Try it
Below are records; output exactly the lines from the one with "Can you see the hand" through their final line.

Dataset content

· · · ·

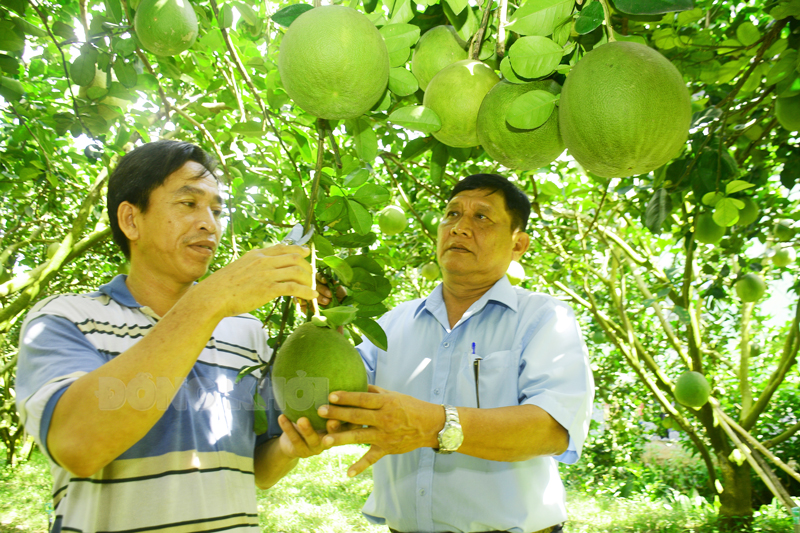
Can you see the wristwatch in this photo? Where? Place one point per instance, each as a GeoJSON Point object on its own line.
{"type": "Point", "coordinates": [451, 436]}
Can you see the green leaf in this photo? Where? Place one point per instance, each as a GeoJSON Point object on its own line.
{"type": "Point", "coordinates": [417, 117]}
{"type": "Point", "coordinates": [540, 17]}
{"type": "Point", "coordinates": [590, 19]}
{"type": "Point", "coordinates": [532, 109]}
{"type": "Point", "coordinates": [534, 57]}
{"type": "Point", "coordinates": [736, 186]}
{"type": "Point", "coordinates": [747, 33]}
{"type": "Point", "coordinates": [357, 178]}
{"type": "Point", "coordinates": [652, 7]}
{"type": "Point", "coordinates": [373, 331]}
{"type": "Point", "coordinates": [83, 69]}
{"type": "Point", "coordinates": [286, 15]}
{"type": "Point", "coordinates": [341, 268]}
{"type": "Point", "coordinates": [372, 194]}
{"type": "Point", "coordinates": [399, 36]}
{"type": "Point", "coordinates": [726, 212]}
{"type": "Point", "coordinates": [351, 240]}
{"type": "Point", "coordinates": [402, 82]}
{"type": "Point", "coordinates": [126, 73]}
{"type": "Point", "coordinates": [249, 128]}
{"type": "Point", "coordinates": [360, 218]}
{"type": "Point", "coordinates": [339, 316]}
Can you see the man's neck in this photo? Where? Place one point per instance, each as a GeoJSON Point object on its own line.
{"type": "Point", "coordinates": [154, 292]}
{"type": "Point", "coordinates": [459, 295]}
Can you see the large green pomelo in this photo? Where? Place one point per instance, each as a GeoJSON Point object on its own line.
{"type": "Point", "coordinates": [513, 147]}
{"type": "Point", "coordinates": [333, 62]}
{"type": "Point", "coordinates": [313, 362]}
{"type": "Point", "coordinates": [787, 111]}
{"type": "Point", "coordinates": [455, 94]}
{"type": "Point", "coordinates": [166, 27]}
{"type": "Point", "coordinates": [692, 389]}
{"type": "Point", "coordinates": [624, 110]}
{"type": "Point", "coordinates": [438, 47]}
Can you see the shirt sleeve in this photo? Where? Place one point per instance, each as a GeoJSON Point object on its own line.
{"type": "Point", "coordinates": [555, 375]}
{"type": "Point", "coordinates": [53, 353]}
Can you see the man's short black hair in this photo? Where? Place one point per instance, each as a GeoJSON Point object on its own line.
{"type": "Point", "coordinates": [517, 203]}
{"type": "Point", "coordinates": [143, 170]}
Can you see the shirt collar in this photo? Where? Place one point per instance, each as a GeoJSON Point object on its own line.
{"type": "Point", "coordinates": [502, 292]}
{"type": "Point", "coordinates": [118, 291]}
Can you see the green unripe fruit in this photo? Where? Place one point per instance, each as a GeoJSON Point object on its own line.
{"type": "Point", "coordinates": [692, 389]}
{"type": "Point", "coordinates": [430, 271]}
{"type": "Point", "coordinates": [750, 288]}
{"type": "Point", "coordinates": [392, 220]}
{"type": "Point", "coordinates": [708, 231]}
{"type": "Point", "coordinates": [313, 362]}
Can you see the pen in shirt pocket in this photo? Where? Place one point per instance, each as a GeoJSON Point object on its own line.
{"type": "Point", "coordinates": [476, 367]}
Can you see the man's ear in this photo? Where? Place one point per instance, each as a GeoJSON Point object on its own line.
{"type": "Point", "coordinates": [521, 242]}
{"type": "Point", "coordinates": [126, 217]}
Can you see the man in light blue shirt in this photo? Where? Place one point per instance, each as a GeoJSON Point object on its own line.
{"type": "Point", "coordinates": [495, 373]}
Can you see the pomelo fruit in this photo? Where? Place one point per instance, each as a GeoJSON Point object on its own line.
{"type": "Point", "coordinates": [515, 273]}
{"type": "Point", "coordinates": [513, 147]}
{"type": "Point", "coordinates": [749, 213]}
{"type": "Point", "coordinates": [784, 231]}
{"type": "Point", "coordinates": [455, 94]}
{"type": "Point", "coordinates": [624, 110]}
{"type": "Point", "coordinates": [392, 220]}
{"type": "Point", "coordinates": [787, 111]}
{"type": "Point", "coordinates": [707, 231]}
{"type": "Point", "coordinates": [429, 271]}
{"type": "Point", "coordinates": [692, 389]}
{"type": "Point", "coordinates": [313, 362]}
{"type": "Point", "coordinates": [166, 27]}
{"type": "Point", "coordinates": [333, 62]}
{"type": "Point", "coordinates": [438, 47]}
{"type": "Point", "coordinates": [750, 288]}
{"type": "Point", "coordinates": [784, 257]}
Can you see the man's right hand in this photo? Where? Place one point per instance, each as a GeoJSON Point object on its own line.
{"type": "Point", "coordinates": [260, 276]}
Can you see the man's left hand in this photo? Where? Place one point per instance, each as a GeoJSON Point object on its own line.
{"type": "Point", "coordinates": [397, 423]}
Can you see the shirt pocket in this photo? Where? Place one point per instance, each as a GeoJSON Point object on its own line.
{"type": "Point", "coordinates": [498, 379]}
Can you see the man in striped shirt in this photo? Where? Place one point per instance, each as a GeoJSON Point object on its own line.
{"type": "Point", "coordinates": [131, 391]}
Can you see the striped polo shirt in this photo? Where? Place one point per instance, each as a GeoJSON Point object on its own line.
{"type": "Point", "coordinates": [193, 471]}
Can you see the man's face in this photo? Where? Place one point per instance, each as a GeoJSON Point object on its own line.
{"type": "Point", "coordinates": [177, 237]}
{"type": "Point", "coordinates": [476, 242]}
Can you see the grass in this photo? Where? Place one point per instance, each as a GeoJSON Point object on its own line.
{"type": "Point", "coordinates": [317, 496]}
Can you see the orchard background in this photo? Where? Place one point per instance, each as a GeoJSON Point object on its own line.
{"type": "Point", "coordinates": [78, 91]}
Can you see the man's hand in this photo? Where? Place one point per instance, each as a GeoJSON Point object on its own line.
{"type": "Point", "coordinates": [260, 276]}
{"type": "Point", "coordinates": [397, 423]}
{"type": "Point", "coordinates": [299, 440]}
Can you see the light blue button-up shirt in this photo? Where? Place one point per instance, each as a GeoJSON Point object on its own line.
{"type": "Point", "coordinates": [532, 353]}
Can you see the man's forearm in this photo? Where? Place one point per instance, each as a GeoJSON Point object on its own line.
{"type": "Point", "coordinates": [514, 433]}
{"type": "Point", "coordinates": [271, 464]}
{"type": "Point", "coordinates": [84, 437]}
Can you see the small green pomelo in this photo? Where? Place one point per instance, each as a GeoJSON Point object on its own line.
{"type": "Point", "coordinates": [784, 231]}
{"type": "Point", "coordinates": [692, 389]}
{"type": "Point", "coordinates": [707, 231]}
{"type": "Point", "coordinates": [515, 273]}
{"type": "Point", "coordinates": [787, 111]}
{"type": "Point", "coordinates": [313, 362]}
{"type": "Point", "coordinates": [749, 213]}
{"type": "Point", "coordinates": [750, 288]}
{"type": "Point", "coordinates": [784, 257]}
{"type": "Point", "coordinates": [438, 47]}
{"type": "Point", "coordinates": [455, 94]}
{"type": "Point", "coordinates": [513, 147]}
{"type": "Point", "coordinates": [392, 220]}
{"type": "Point", "coordinates": [166, 27]}
{"type": "Point", "coordinates": [429, 271]}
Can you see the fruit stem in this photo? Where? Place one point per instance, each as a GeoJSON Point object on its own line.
{"type": "Point", "coordinates": [607, 16]}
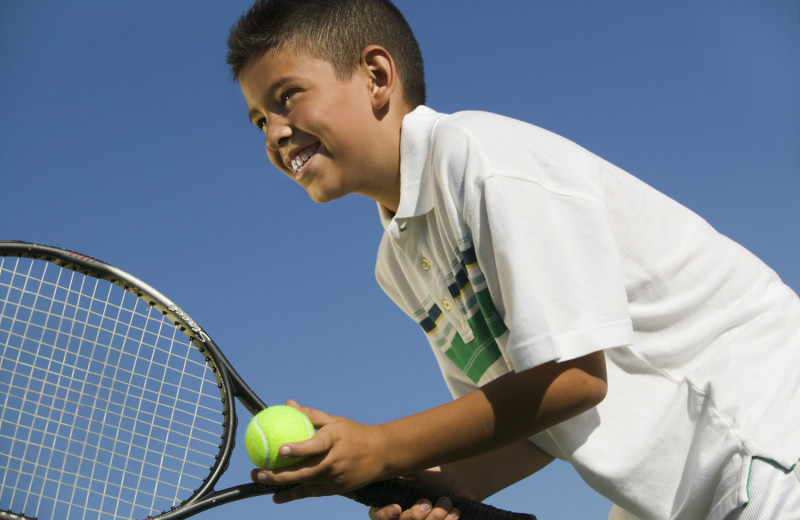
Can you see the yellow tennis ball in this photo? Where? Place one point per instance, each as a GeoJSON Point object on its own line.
{"type": "Point", "coordinates": [272, 427]}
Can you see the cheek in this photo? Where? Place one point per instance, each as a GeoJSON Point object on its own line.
{"type": "Point", "coordinates": [275, 158]}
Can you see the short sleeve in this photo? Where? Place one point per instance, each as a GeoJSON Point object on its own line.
{"type": "Point", "coordinates": [553, 261]}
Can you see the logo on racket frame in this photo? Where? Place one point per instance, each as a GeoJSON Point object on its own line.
{"type": "Point", "coordinates": [202, 336]}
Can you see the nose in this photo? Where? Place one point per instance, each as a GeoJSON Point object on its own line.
{"type": "Point", "coordinates": [277, 131]}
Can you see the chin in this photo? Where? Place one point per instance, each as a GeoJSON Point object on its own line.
{"type": "Point", "coordinates": [322, 196]}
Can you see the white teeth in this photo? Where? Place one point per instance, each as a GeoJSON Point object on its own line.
{"type": "Point", "coordinates": [299, 161]}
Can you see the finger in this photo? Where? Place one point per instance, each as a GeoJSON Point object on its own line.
{"type": "Point", "coordinates": [298, 493]}
{"type": "Point", "coordinates": [390, 512]}
{"type": "Point", "coordinates": [317, 417]}
{"type": "Point", "coordinates": [316, 445]}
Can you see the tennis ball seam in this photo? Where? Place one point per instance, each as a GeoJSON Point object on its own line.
{"type": "Point", "coordinates": [265, 442]}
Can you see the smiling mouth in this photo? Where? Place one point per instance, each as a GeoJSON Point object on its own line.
{"type": "Point", "coordinates": [298, 162]}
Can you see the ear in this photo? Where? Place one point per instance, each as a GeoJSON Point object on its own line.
{"type": "Point", "coordinates": [382, 75]}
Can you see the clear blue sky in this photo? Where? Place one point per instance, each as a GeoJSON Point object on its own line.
{"type": "Point", "coordinates": [123, 137]}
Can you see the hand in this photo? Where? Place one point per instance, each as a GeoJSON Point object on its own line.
{"type": "Point", "coordinates": [443, 478]}
{"type": "Point", "coordinates": [422, 510]}
{"type": "Point", "coordinates": [342, 456]}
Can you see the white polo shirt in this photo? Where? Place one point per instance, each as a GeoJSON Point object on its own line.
{"type": "Point", "coordinates": [513, 247]}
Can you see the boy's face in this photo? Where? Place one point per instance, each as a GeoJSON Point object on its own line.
{"type": "Point", "coordinates": [320, 131]}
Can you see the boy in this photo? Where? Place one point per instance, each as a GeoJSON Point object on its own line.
{"type": "Point", "coordinates": [574, 311]}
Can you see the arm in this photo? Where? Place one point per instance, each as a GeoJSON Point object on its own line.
{"type": "Point", "coordinates": [345, 455]}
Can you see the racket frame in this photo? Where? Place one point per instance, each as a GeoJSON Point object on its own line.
{"type": "Point", "coordinates": [229, 383]}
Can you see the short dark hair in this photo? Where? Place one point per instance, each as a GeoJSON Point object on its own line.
{"type": "Point", "coordinates": [336, 31]}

· · · ·

Written reply
Can you see the hand in this photo? Where? Place one point per instance, each as a GeoJSON Point object on its own line.
{"type": "Point", "coordinates": [443, 478]}
{"type": "Point", "coordinates": [422, 510]}
{"type": "Point", "coordinates": [342, 456]}
Can you see the white polo shirt in this photo? Where? Place one point per instance, each as a GeoJSON Point object on its own line.
{"type": "Point", "coordinates": [513, 247]}
Can you see the boy's face in this photo? Where? Place one point per instance, each as a GeoJSON Point object on its own line.
{"type": "Point", "coordinates": [320, 131]}
Can you see the boy in this photo? Where? Place one point per instance, each as a GeoJSON Point object on its own line.
{"type": "Point", "coordinates": [574, 311]}
Can you see the arm in this photo? Where? Place one point per instance, each as a GeoJSON Point object on its own line.
{"type": "Point", "coordinates": [345, 455]}
Can you see the racket frame in this photo? Where? Place one point per instance, each as a GeoJSON Point object on its own line.
{"type": "Point", "coordinates": [229, 383]}
Can you see the short dark hair in this photo? Where? Place one point per instance, each as a GeoJSON Point object on its own line.
{"type": "Point", "coordinates": [336, 31]}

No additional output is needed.